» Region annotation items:

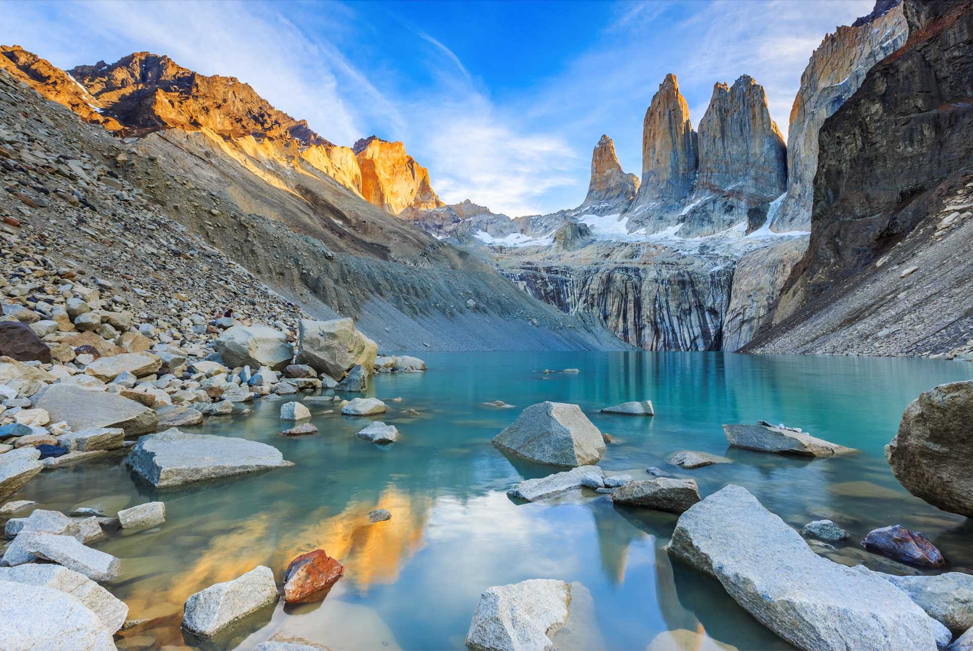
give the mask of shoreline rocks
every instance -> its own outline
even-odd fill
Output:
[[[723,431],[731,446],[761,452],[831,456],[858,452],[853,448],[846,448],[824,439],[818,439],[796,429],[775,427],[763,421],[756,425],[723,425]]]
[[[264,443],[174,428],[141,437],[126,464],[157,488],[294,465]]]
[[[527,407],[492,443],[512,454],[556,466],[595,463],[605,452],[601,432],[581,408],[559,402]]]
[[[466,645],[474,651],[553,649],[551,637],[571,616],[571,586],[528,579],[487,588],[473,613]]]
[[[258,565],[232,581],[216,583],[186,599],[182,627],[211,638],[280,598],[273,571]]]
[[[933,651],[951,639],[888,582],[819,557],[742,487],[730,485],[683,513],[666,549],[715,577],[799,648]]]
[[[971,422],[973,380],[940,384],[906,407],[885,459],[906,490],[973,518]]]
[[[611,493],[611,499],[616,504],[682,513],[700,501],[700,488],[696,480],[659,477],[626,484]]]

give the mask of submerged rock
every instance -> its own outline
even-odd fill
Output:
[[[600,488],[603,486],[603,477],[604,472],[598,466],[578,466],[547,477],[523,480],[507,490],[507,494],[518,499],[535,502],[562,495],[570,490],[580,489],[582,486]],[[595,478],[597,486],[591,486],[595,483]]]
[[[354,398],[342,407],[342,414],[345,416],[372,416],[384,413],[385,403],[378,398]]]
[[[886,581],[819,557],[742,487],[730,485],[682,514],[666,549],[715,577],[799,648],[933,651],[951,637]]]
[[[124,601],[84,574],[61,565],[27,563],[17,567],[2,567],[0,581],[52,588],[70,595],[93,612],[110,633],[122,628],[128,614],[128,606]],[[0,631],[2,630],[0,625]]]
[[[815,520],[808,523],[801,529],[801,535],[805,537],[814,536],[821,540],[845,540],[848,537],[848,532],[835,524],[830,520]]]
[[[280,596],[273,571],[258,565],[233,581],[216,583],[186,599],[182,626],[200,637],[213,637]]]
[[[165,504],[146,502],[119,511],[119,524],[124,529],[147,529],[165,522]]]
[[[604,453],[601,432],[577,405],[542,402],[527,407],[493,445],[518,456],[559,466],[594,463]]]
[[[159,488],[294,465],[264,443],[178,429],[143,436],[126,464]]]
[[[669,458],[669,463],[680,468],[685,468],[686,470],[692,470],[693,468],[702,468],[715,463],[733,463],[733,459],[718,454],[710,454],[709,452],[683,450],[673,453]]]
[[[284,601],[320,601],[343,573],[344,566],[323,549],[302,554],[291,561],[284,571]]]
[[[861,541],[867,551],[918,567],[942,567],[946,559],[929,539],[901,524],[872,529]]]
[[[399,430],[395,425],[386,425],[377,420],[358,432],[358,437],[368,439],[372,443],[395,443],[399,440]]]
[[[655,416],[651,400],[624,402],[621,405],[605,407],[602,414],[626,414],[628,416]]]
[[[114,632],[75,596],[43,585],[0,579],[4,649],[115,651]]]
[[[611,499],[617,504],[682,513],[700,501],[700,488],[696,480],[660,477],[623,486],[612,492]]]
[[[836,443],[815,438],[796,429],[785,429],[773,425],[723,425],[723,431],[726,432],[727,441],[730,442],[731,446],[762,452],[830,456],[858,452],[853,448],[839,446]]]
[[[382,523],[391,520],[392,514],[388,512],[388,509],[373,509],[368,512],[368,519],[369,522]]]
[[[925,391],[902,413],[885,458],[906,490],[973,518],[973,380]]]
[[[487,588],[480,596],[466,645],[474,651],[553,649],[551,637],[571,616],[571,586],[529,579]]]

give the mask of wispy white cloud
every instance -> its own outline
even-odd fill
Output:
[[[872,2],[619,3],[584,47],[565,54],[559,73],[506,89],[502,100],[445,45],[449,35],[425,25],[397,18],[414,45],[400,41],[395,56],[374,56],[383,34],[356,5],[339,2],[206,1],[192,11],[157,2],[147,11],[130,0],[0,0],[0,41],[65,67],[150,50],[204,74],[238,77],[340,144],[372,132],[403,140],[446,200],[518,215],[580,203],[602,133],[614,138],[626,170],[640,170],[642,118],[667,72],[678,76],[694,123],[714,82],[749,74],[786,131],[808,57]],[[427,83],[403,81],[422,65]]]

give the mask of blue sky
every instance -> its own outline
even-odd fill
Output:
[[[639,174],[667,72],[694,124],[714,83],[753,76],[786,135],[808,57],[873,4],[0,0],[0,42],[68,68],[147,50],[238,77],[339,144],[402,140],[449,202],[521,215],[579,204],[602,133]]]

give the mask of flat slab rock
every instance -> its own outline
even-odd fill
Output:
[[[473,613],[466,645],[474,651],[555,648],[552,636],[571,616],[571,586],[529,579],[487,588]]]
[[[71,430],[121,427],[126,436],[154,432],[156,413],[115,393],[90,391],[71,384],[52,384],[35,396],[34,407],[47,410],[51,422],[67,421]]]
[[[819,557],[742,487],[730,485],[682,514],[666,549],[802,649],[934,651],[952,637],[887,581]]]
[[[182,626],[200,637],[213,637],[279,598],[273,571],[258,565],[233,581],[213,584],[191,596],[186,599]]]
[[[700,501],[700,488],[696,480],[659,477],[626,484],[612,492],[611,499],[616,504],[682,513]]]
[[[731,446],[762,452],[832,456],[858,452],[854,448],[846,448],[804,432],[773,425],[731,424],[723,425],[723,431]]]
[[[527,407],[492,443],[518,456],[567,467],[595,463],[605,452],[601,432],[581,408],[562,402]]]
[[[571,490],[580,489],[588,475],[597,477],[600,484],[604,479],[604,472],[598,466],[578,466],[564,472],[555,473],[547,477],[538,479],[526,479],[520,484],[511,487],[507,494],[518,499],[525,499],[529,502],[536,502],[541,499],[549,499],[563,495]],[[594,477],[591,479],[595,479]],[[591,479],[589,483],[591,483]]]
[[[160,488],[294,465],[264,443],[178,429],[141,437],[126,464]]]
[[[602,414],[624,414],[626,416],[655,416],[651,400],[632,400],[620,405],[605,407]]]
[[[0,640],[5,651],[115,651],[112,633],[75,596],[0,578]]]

» What is needed:
Without the pictures, copy the material exactly as given.

» Complete output:
give the mask of shoreline rocks
every instance -> its own outline
even-odd fill
Output:
[[[723,431],[731,446],[761,452],[831,456],[858,452],[853,448],[846,448],[824,439],[818,439],[796,429],[775,427],[763,421],[756,425],[723,425]]]
[[[264,443],[174,428],[141,437],[126,464],[157,488],[294,465]]]
[[[527,407],[492,443],[512,454],[556,466],[595,463],[605,452],[601,432],[581,408],[559,402]]]
[[[466,645],[474,651],[553,649],[551,637],[571,616],[571,586],[528,579],[487,588],[473,613]]]
[[[258,565],[232,581],[216,583],[186,599],[182,627],[211,638],[280,598],[273,571]]]
[[[933,651],[951,639],[888,582],[819,557],[742,487],[730,485],[683,513],[666,549],[715,577],[799,648]]]
[[[971,422],[973,380],[940,384],[906,407],[885,459],[906,490],[973,518]]]
[[[611,493],[611,499],[616,504],[682,513],[700,501],[700,488],[696,480],[659,477],[626,484]]]

give the mask of submerged rock
every instance -> its own outline
even-odd fill
Output:
[[[600,488],[603,486],[603,477],[604,472],[598,466],[578,466],[547,477],[523,480],[507,490],[507,494],[518,499],[535,502],[562,495],[570,490],[580,489],[582,486]],[[595,478],[597,486],[591,486],[595,483]]]
[[[354,398],[342,407],[342,414],[345,416],[372,416],[384,413],[385,403],[378,398]]]
[[[886,581],[819,557],[742,487],[730,485],[682,514],[666,549],[715,577],[799,648],[933,651],[951,637]]]
[[[124,601],[84,574],[61,565],[27,563],[17,567],[2,567],[0,581],[52,588],[70,595],[93,612],[110,633],[122,628],[128,614],[128,606]],[[0,631],[2,630],[0,625]]]
[[[815,520],[808,523],[801,529],[801,535],[805,537],[814,536],[821,540],[845,540],[848,537],[848,532],[835,524],[830,520]]]
[[[280,596],[273,571],[258,565],[233,581],[216,583],[186,599],[182,626],[200,637],[213,637]]]
[[[165,504],[146,502],[119,511],[119,524],[124,529],[147,529],[165,522]]]
[[[604,453],[601,432],[577,405],[542,402],[527,407],[493,445],[518,456],[559,466],[594,463]]]
[[[159,488],[294,465],[264,443],[178,429],[143,436],[126,464]]]
[[[669,458],[669,463],[680,468],[685,468],[686,470],[692,470],[693,468],[702,468],[715,463],[733,463],[733,459],[718,454],[710,454],[709,452],[683,450],[673,453]]]
[[[284,601],[320,601],[343,573],[344,566],[323,549],[302,554],[291,561],[284,571]]]
[[[861,541],[867,551],[918,567],[942,567],[946,559],[929,539],[901,524],[872,529]]]
[[[399,430],[395,425],[386,425],[377,420],[358,432],[358,437],[368,439],[372,443],[395,443],[399,440]]]
[[[655,416],[651,400],[624,402],[621,405],[605,407],[602,414],[626,414],[628,416]]]
[[[114,632],[75,596],[43,585],[0,579],[4,649],[115,651]]]
[[[611,499],[617,504],[682,513],[700,501],[700,488],[696,480],[660,477],[623,486],[612,492]]]
[[[836,443],[815,438],[796,429],[785,429],[773,425],[723,425],[723,431],[726,432],[727,441],[730,442],[731,446],[762,452],[830,456],[858,452],[853,448],[839,446]]]
[[[382,523],[391,520],[392,514],[388,512],[388,509],[373,509],[368,512],[368,519],[369,522]]]
[[[925,391],[902,413],[885,458],[906,490],[973,518],[973,380]]]
[[[487,588],[480,596],[466,645],[474,651],[553,649],[551,637],[571,616],[571,586],[529,579]]]

give the mask of wispy white cloud
every instance -> its own outline
even-odd fill
Output:
[[[872,2],[619,3],[584,47],[565,54],[559,73],[506,89],[502,100],[445,45],[449,35],[425,25],[397,18],[414,45],[400,41],[395,56],[374,56],[383,34],[356,5],[339,2],[206,1],[192,11],[157,2],[147,11],[130,0],[0,0],[0,41],[65,67],[150,50],[204,74],[238,77],[340,144],[372,132],[403,140],[446,200],[518,215],[580,203],[602,133],[614,138],[626,170],[640,170],[642,118],[667,72],[678,76],[694,123],[714,82],[749,74],[786,131],[808,57]],[[427,83],[403,81],[422,65]]]

give the mask of blue sky
every instance -> its own outline
even-odd fill
Output:
[[[639,174],[667,72],[694,124],[714,83],[753,76],[786,135],[808,57],[873,4],[0,0],[0,42],[68,68],[147,50],[238,77],[339,144],[402,140],[449,202],[521,215],[579,204],[602,133]]]

give the mask of flat slab rock
every instance -> its own outline
even-odd fill
Output:
[[[473,613],[466,645],[474,651],[555,648],[552,636],[571,616],[571,586],[529,579],[487,588]]]
[[[71,430],[121,427],[126,436],[154,432],[156,413],[115,393],[90,391],[71,384],[52,384],[35,396],[34,407],[47,410],[51,422],[67,421]]]
[[[819,557],[742,487],[730,485],[682,514],[666,549],[802,649],[934,651],[952,637],[887,581]]]
[[[182,626],[200,637],[213,637],[279,598],[273,571],[258,565],[233,581],[213,584],[191,596],[186,599]]]
[[[700,501],[700,488],[696,480],[659,477],[626,484],[612,492],[611,499],[616,504],[682,513]]]
[[[731,446],[762,452],[832,456],[858,452],[854,448],[846,448],[804,432],[773,425],[731,424],[723,425],[723,431]]]
[[[527,407],[492,443],[518,456],[567,467],[595,463],[605,452],[601,432],[581,408],[562,402]]]
[[[571,490],[580,489],[588,475],[597,477],[600,484],[604,479],[604,472],[598,466],[578,466],[564,472],[555,473],[547,477],[538,479],[526,479],[520,484],[511,487],[507,494],[518,499],[525,499],[529,502],[536,502],[541,499],[549,499],[563,495]],[[594,477],[591,479],[595,479]],[[591,479],[589,483],[591,483]]]
[[[160,488],[294,465],[264,443],[178,429],[141,437],[126,464]]]
[[[602,414],[624,414],[626,416],[655,416],[651,400],[632,400],[620,405],[605,407]]]
[[[0,640],[5,651],[115,651],[112,633],[75,596],[0,578]]]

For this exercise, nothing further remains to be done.